A Washington State Lawyer’s Opinion on Washington State Public Universities and their University Student Code and Standard of Conduct Violations. What does this all mean, how do you fight and what rights do you have in this process?
What does this all mean, how do you fight and what rights do you have in this process?
In any school or campus run by a Washington State government agency, the law provides due process https://en.wikipedia.org/wiki/Due_process rights that apply to all students and personnel. Whether a code or standard of conduct is actually violated and it needs to be mitigated or a false accusation of harassment, sexual assault, or another type of misconduct is leveled at a student or teacher, one does have the right to due process. The cold harsh reality is that Universities and Colleges in Washington State have the authority to investigate, judge and punish violations of their respective student codes and standards of conduct. That said, because such actions are being taken by a state agency, a fair process must be followed that is consistent with the concepts of constitutional due process. What does this mean? In general, this means you are supposed to have a fair hearing in front of a fair tribunal. Practically this means that an “informal” process is your hearing and the University member you speak with is the tribunal.
Be forewarned, these college administrative actions are serious and in our opinion, because we hear so many bad stories, we believe you must not assume the investigation will get it right, or people will view the situation sympathetically. You must make sure you get the right evidence or mitigating facts considered early on in the process and you must make sure your points are made and argued in a clear and organized manner. If you decide to use a lawyer, your lawyer needs to be familiar with arguing in an “uphill” environment to mitigate a wrong, or, where in our opinion, a presumption of credibility is extended to an accusation or accuser even if that presumption is not spoken. This is not a legal statement, rather it is simply an observation based on experience winning cases in today’s fearful political climate. The lawyers who practice civil and administrative law in our firm have an enormous amount of experience investigating and writing clear, organized, persuasive documents countering accusations or mitigating them in a variety of settings. Keep in mind, disciplinary sanctions and punishments in University Student Code and Standard of Conduct Violations can range from censure to dismissal (http://apps.leg.wa.gov/WAC/default.aspx?cite=478-120-040). Do not get caught unaware and miss an opportunity to be proactive and take charge of a situation early. Deciding to respond after the fact can lead to regret and failure.
In our opinion, as practicing lawyers, the Washington State administrative process in today’s political climate is not subject to a lot of checks and balances and so one must be careful to hire lawyers and firms who understand the politics of administrative law, understand how to craft facts and argument and know how to properly present a story with supporting evidence in an administrative setting while considering the “political” implications of doing so. This is an art. Alex Savojni and Robert Rhodes have argued 1000s of difficult hearings and we have a lot of thankful clients. Every case is different but winning starts with experience and effort.
University Student Code and Standard of Conduct – So what is going on?

+++++

List of tasks »
A) Copy the student conduct article from "In our opinion, as" to "experience and effort.", swapping "checks and balances" for "oversight".
B) Carry the student conduct article on from the point where it stops.
The data that comes after this plays no part in the work here.

+++++

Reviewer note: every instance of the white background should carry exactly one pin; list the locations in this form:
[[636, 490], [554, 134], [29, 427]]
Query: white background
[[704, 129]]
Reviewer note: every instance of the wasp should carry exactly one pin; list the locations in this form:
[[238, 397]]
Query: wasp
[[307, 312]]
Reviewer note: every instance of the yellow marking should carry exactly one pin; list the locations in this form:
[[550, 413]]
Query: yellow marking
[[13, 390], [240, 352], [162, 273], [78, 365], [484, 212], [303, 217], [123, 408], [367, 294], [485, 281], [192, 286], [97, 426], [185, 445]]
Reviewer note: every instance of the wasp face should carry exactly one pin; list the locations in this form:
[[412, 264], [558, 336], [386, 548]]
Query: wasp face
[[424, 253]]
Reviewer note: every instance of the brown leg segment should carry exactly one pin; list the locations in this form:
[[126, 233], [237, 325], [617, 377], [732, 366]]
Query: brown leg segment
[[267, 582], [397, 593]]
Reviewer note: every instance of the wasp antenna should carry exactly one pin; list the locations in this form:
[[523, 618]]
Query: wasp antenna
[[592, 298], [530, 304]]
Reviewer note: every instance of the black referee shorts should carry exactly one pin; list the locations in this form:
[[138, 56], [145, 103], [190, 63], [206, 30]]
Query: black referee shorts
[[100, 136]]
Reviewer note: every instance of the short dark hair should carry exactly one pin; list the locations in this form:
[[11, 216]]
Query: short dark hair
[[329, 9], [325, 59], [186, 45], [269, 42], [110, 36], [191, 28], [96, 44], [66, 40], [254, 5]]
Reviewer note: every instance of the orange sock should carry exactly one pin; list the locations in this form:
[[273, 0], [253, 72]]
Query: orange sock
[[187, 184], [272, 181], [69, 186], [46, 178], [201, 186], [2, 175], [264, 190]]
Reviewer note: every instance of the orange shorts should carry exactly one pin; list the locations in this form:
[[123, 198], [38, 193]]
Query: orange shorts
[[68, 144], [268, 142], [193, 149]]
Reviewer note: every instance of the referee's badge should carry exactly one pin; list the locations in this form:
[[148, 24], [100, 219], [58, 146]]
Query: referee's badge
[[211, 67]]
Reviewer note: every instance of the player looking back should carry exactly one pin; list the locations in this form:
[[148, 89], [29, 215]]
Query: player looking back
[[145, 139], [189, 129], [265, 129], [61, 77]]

+++++

Responses for each task »
A)
In our opinion, as practicing lawyers, the Washington State administrative process in today’s political climate is not subject to a lot of oversight and so one must be careful to hire lawyers and firms who understand the politics of administrative law, understand how to craft facts and argument and know how to properly present a story with supporting evidence in an administrative setting while considering the “political” implications of doing so. This is an art. Alex Savojni and Robert Rhodes have argued 1000s of difficult hearings and we have a lot of thankful clients. Every case is different but winning starts with experience and effort.

B)
Each University and College in Washington State has its own student regulations. This includes technical and community colleges. For example, here is the University of Washington’s student code of conduct (http://apps.leg.wa.gov/WAC/default.aspx?cite=478-120), here is the Washington State University ( WAC 504-26) Code of Conduct, here is the code of conduct for Renton Technical College WAC 495E-110, and here is the code of conduct for Shoreline Community College WAC 132G-120. We give you these so you can view them and see the common overall design of these kinds of regulations, this is not as a comprehensive list.
Why are schools able to do this?
The authority to do this was originally rooted in the federal laws surrounding Title IX of the Education Amendments of 1972 which prohibited certain conduct under any education program or activity receiving Federal financial assistance. Now, fifty years later, as with most administrative agencies, lawyers and laws, Washington State has expanded its regulations well beyond the original offenses, such as sexual harassment, stalking, or domestic violence. Now Washington State student codes violations include bullying, hazing, drug/alcohol violations, theft, vandalism, and cheating, amongst many others. The list is now so voluminous that in our opinion, it allows for almost any alleged bad conduct to be considered code violations that can be formally sanctioned or punished. A violation does not even have to take place on school property and a code’s definition of “student” is normally very broad. An individual involved in an investigation (alleged victim or perpetrator) does not necessarily even have to be a current student.
Once a complaint has been lodged against a student, students and families need to understand that an administrative process has already begun (see the next paragraph about the informal nature of the process as it often misleads people). Each school’s procedures may vary slightly but are generally similar to one another as they all are rooted in the Washington State Administrative Procedure Act. In short, the investigation, judging and result, be it dismissal or sanction, is a simplified version of what people traditionally think of as a court case except corners are cut to save time and money. They either are or resemble Brief Administrative Proceedings so do not let the informality of what is going on fool you. Whether this process is administered in a fair and reasonable manner is a completely different argument but this analogy helps most get the idea of what they are up against.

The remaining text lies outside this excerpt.